Records contained in a dataset
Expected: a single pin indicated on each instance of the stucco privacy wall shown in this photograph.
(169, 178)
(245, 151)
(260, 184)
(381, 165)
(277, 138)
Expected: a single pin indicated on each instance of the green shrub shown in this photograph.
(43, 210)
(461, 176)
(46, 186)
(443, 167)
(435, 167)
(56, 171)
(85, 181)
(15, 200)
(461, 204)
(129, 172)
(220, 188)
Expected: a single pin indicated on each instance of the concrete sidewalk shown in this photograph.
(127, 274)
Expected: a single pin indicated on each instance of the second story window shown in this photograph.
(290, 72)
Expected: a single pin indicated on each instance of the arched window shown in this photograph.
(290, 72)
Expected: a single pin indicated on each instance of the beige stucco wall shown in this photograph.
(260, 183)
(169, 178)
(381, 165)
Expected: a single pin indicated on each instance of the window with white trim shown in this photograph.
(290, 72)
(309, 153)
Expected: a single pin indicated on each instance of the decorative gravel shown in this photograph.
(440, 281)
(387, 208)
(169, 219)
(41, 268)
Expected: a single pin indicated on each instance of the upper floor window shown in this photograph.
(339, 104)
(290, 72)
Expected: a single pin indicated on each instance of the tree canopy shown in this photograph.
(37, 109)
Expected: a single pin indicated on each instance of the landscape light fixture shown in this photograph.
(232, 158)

TASK STATEMENT. This exercise needs each record retyped exactly as shown.

WRITTEN SOLUTION.
Expected: a single pin indicated on each instance of the stucco privacy wall shown in this photograph.
(169, 178)
(245, 151)
(260, 184)
(381, 165)
(277, 138)
Expected: a single pin indicated on each instance of the green shrub shown in this photograph.
(43, 210)
(461, 176)
(46, 186)
(443, 167)
(435, 167)
(56, 171)
(85, 181)
(15, 200)
(461, 204)
(129, 172)
(220, 188)
Expected: a single pin indicated on each instance of the concrete sidewalk shown in this photograph.
(127, 274)
Expected: a single pin indicated on each instance of the second story window shown in this photograph.
(290, 72)
Expected: a single pin indicated on each instance of the arched window shown in this photograph.
(290, 72)
Expected: a single pin indicated on each instance of the beige stucco wall shown in this photograph.
(260, 183)
(169, 178)
(381, 165)
Expected: a single pin indicated on each instance of the window with white trim shown in this photograph.
(290, 72)
(309, 153)
Expected: a single pin indicated on each instance of the decorative gravel shown in this photograph.
(440, 281)
(387, 208)
(169, 219)
(41, 268)
Expected: a single pin indicated on each instance of the upper floor window shown in this photograph.
(339, 104)
(290, 72)
Expected: a single pin indicated on each instance of the tree canopy shown in this photograph.
(37, 109)
Expected: a single pin indicated on each instance of the landscape light fixture shown in this photograph.
(232, 158)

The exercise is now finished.